▸ Written task
Output the entries starting at the line containing "In the picture shown above, does any church spire" and ending at the line containing "[0,20,75,196]", reproducing each line verbatim.

▸ Data for processing
-*-

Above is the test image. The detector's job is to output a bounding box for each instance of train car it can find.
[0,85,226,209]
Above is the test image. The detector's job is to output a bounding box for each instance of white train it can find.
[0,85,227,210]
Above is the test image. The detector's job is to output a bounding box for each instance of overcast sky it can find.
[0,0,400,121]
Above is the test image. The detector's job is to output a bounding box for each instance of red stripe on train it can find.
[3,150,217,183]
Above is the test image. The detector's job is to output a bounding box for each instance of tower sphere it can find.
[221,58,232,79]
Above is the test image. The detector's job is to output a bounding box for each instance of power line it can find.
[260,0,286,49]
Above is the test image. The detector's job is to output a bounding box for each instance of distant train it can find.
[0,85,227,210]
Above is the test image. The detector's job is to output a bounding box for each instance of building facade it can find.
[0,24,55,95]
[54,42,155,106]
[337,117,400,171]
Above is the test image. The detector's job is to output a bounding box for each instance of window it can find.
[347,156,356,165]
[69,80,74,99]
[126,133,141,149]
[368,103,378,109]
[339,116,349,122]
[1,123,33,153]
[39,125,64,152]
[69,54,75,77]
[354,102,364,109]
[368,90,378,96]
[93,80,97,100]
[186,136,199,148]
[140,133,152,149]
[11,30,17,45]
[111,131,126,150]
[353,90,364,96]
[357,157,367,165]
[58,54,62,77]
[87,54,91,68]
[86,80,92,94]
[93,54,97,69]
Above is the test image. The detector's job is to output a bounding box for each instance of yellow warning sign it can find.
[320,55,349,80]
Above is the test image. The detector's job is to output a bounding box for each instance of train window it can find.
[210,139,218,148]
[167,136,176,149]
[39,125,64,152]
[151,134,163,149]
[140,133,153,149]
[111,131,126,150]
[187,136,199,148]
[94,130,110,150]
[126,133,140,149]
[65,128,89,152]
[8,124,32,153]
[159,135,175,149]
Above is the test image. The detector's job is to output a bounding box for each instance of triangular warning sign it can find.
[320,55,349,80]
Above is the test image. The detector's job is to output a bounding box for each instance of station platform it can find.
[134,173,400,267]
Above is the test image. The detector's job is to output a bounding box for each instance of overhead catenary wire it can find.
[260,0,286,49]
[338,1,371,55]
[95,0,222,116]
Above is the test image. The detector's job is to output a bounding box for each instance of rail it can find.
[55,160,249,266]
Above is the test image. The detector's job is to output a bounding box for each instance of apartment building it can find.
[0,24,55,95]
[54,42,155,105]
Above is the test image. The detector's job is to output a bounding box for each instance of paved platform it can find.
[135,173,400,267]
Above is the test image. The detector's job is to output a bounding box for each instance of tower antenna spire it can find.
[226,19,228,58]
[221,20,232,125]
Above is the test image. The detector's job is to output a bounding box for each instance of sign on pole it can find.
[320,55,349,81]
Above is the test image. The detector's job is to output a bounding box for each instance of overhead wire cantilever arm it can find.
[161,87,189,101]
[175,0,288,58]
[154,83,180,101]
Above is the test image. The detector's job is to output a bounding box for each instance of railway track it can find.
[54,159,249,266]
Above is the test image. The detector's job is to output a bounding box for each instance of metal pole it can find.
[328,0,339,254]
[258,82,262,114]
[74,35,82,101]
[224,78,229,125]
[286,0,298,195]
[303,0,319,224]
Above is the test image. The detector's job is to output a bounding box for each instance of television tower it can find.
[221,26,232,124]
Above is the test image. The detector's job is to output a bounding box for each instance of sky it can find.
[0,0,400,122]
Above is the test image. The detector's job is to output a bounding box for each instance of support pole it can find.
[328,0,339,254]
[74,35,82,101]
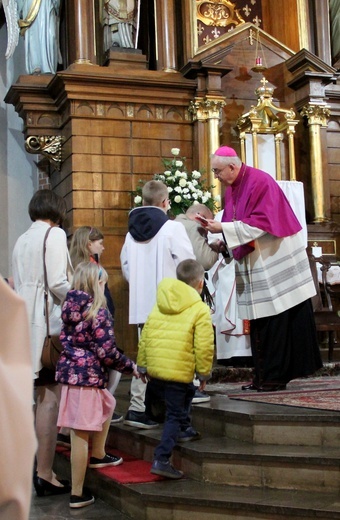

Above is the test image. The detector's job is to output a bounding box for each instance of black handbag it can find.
[41,228,63,370]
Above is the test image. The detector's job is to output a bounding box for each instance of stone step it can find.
[192,395,340,447]
[56,455,340,520]
[116,376,340,447]
[107,425,340,492]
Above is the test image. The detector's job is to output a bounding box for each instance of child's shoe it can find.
[89,454,123,468]
[150,460,183,479]
[70,493,94,509]
[177,426,201,442]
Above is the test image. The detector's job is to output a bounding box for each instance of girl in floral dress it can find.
[56,262,138,508]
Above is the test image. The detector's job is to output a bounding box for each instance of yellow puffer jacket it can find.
[137,278,214,383]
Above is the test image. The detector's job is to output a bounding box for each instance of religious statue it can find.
[103,0,140,50]
[0,0,19,60]
[17,0,62,74]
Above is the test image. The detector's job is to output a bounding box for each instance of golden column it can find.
[301,103,330,223]
[189,96,226,209]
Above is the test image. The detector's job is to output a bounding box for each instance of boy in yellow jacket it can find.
[137,259,214,479]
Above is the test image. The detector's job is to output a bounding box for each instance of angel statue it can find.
[0,0,20,60]
[0,0,61,74]
[17,0,62,74]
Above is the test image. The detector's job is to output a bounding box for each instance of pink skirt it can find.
[57,385,116,432]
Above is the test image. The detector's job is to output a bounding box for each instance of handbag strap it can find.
[43,227,52,336]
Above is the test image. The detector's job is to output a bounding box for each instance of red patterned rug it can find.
[229,387,340,411]
[56,446,164,484]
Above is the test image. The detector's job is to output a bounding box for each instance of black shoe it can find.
[150,460,183,479]
[124,410,159,430]
[70,493,94,509]
[242,383,258,390]
[192,388,210,404]
[257,383,287,392]
[33,475,71,497]
[89,455,123,468]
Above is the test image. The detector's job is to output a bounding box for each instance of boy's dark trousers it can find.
[148,379,196,462]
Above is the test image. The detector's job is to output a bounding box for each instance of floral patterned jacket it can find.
[55,290,134,388]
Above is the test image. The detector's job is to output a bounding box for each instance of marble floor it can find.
[27,492,127,520]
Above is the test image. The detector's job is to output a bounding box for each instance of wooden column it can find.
[313,0,332,65]
[155,0,177,72]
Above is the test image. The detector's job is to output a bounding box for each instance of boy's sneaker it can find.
[70,493,94,509]
[150,460,183,479]
[192,389,210,404]
[124,410,159,430]
[177,426,201,442]
[89,454,123,468]
[111,412,124,424]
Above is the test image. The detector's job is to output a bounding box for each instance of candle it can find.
[312,246,322,258]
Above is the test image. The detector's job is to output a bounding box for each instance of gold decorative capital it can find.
[189,97,226,122]
[301,104,330,127]
[25,135,63,170]
[196,0,245,27]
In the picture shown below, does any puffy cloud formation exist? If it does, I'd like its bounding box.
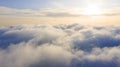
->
[0,24,120,67]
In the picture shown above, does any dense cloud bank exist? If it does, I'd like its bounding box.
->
[0,24,120,67]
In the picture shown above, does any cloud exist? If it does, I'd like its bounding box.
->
[0,24,120,67]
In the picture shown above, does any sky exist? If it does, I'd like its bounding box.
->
[0,0,120,25]
[0,0,120,67]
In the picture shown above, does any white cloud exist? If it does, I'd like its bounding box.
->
[0,24,120,67]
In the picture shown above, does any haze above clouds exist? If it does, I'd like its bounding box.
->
[0,24,120,67]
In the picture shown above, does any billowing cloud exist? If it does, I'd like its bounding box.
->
[0,24,120,67]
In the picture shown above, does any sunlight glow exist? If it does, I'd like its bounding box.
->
[83,4,103,15]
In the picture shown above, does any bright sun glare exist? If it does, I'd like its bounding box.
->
[83,4,102,15]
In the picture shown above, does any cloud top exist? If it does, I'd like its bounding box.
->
[0,24,120,67]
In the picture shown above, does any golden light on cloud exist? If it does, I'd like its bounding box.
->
[83,4,103,15]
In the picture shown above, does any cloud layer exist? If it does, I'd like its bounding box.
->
[0,24,120,67]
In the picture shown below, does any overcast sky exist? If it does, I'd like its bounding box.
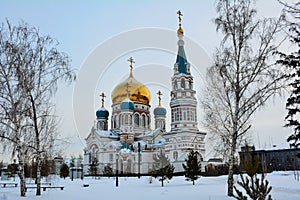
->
[0,0,293,159]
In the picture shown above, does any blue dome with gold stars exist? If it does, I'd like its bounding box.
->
[153,106,167,116]
[96,108,109,119]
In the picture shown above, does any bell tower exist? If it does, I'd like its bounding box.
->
[165,11,206,171]
[170,10,199,133]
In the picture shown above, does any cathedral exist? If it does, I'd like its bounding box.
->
[84,11,206,174]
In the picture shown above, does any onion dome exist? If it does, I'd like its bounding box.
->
[96,108,109,119]
[111,57,151,105]
[96,92,109,119]
[120,98,134,111]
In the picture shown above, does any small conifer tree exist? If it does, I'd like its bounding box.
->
[89,159,99,177]
[103,164,113,176]
[151,152,175,187]
[182,150,201,185]
[234,145,272,200]
[59,163,69,179]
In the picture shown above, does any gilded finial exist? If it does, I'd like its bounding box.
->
[100,92,106,108]
[157,90,162,106]
[177,10,183,35]
[128,57,135,77]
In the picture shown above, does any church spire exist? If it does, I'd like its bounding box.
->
[100,92,106,108]
[157,90,162,106]
[174,10,190,75]
[128,57,135,77]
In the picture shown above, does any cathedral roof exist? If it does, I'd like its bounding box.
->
[120,98,134,110]
[153,106,167,116]
[95,129,119,138]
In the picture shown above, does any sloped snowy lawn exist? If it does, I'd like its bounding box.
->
[0,172,300,200]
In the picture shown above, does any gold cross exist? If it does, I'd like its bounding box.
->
[100,92,106,108]
[177,10,183,25]
[126,82,130,98]
[128,57,135,71]
[157,90,162,106]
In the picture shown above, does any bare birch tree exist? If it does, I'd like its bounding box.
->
[202,0,283,196]
[0,20,75,196]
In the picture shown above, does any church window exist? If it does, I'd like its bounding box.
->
[173,151,178,160]
[134,113,140,127]
[189,80,193,89]
[147,115,151,127]
[109,153,114,162]
[181,78,185,89]
[142,115,146,128]
[177,108,182,121]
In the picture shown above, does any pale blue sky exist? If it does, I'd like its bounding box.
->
[0,0,296,159]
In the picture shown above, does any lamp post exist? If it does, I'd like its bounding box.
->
[116,154,119,187]
[138,142,141,178]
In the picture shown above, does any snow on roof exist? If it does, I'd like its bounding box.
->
[95,129,119,137]
[255,145,291,151]
[105,141,122,147]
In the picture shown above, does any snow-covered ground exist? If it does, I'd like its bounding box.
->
[0,172,300,200]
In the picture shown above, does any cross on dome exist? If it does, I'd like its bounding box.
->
[177,10,183,24]
[177,10,183,35]
[127,56,135,76]
[125,83,130,98]
[100,92,106,108]
[156,90,162,106]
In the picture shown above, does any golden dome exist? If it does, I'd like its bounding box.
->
[177,26,184,35]
[111,72,151,104]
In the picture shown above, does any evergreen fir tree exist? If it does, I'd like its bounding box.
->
[234,145,272,200]
[103,164,113,176]
[59,163,69,179]
[89,159,99,177]
[151,152,175,187]
[182,150,201,185]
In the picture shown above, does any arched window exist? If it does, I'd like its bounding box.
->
[142,115,146,128]
[173,151,178,160]
[147,115,151,128]
[181,78,185,89]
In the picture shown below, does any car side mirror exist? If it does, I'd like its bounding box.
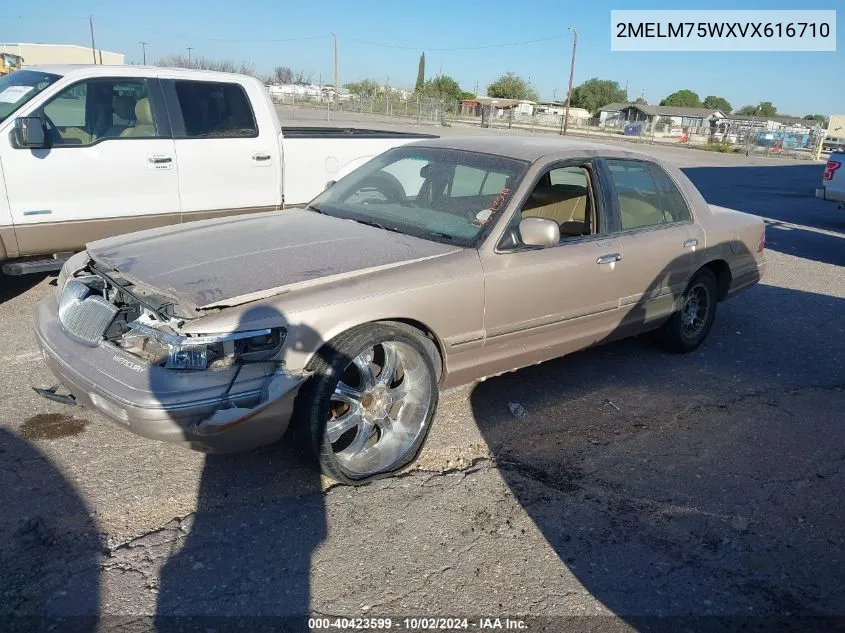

-*-

▸ Output
In the picture shown above, does any church spire exist? If it does, I'd like its bounding box.
->
[100,92,106,108]
[157,90,162,106]
[174,10,190,75]
[128,57,135,77]
In the picture shown above, does any cathedral roof exist? If it does, I'd like its bounding box.
->
[120,98,134,110]
[153,106,167,116]
[95,129,119,138]
In the picture shown above, does any sloped snowy lawn exist? If it does, I'd like its bounding box.
->
[0,172,300,200]
In the picture shown above, does any gold cross exist? If it does, I'd like its bounding box.
->
[100,92,106,108]
[177,10,183,25]
[126,82,130,98]
[128,57,135,71]
[157,90,162,106]
In the picture shown above, does any bare birch tree exist? If it does, I'd like its bounding box.
->
[202,0,283,196]
[0,20,75,196]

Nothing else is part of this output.